**Aim**
Which lines in the items below contain the string "woman"? Pick out each one and copy it in full, matching uppercase and lowercase exactly.

**The data**
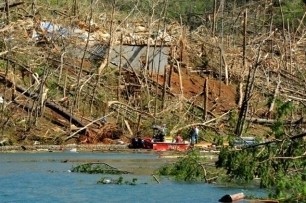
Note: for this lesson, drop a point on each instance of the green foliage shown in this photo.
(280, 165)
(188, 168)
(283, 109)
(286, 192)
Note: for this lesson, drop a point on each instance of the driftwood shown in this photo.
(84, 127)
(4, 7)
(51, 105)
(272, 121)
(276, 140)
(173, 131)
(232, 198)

--

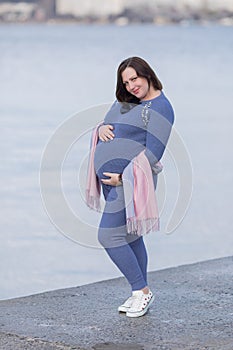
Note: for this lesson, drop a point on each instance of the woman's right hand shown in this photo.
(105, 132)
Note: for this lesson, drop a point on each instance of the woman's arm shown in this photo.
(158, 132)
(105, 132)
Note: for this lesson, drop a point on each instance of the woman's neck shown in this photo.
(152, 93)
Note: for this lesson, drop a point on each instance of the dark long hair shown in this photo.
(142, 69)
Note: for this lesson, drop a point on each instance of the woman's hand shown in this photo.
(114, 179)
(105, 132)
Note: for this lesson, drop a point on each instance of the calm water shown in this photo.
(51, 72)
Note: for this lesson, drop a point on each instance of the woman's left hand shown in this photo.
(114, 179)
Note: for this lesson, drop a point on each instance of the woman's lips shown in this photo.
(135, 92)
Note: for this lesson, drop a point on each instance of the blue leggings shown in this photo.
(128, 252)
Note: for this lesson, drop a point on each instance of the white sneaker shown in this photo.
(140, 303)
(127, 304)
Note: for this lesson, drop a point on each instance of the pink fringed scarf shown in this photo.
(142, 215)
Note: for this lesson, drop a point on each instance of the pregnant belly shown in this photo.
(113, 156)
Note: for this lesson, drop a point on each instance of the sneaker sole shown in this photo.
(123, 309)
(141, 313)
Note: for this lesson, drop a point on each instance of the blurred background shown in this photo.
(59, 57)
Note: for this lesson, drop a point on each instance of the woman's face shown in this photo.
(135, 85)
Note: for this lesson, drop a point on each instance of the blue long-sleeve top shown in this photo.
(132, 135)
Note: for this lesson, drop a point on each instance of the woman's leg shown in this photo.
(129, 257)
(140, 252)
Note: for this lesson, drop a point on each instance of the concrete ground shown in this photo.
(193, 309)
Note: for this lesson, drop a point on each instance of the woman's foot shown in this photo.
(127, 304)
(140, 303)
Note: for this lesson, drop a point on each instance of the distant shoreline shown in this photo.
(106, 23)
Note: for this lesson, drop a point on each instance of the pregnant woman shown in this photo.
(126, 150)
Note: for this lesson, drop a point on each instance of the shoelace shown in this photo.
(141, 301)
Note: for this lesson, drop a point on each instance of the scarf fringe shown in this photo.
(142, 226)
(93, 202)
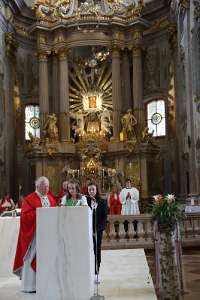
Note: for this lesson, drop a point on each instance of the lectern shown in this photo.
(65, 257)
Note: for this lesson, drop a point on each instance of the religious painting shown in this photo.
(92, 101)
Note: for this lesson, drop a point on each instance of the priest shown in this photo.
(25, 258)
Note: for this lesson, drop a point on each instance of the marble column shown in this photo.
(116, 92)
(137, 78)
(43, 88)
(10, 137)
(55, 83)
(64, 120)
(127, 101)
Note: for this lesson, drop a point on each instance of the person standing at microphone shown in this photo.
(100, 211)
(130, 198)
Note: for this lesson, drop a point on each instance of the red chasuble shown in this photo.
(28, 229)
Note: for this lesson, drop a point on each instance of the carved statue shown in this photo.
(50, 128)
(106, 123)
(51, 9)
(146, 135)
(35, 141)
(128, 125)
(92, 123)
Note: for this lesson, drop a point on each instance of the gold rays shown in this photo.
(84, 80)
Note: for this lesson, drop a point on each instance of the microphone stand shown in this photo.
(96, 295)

**Written answer**
Note: for this lesson, drop a point on each instance of the woman's right hand shown in this photo.
Note: for this lesson, drop a point on each instance of the woman's arm shown in this photo.
Note: for this lesson, drop a point on each instance of the woman's neck shown in this photo.
Note: for this lesson, drop a point on each instance of the woman's hand shown in this photo.
Note: for this lesson, drop a point on each instance of the woman's left hand shown in this photo.
Note: for this lesson, drop a point on each instance of the woman's lips shown in this photo.
Note: for this lesson, drop a point on each instance of the woman's face shown in this photo.
Note: for this lesson, drop a point on each instance of the woman's leg shown in this photo.
Note: for this lesson, drop a point on each instance of the woman's foot shown in this photo.
Note: for this lesson, drop a point on each instance of the pregnant woman shown in this photo.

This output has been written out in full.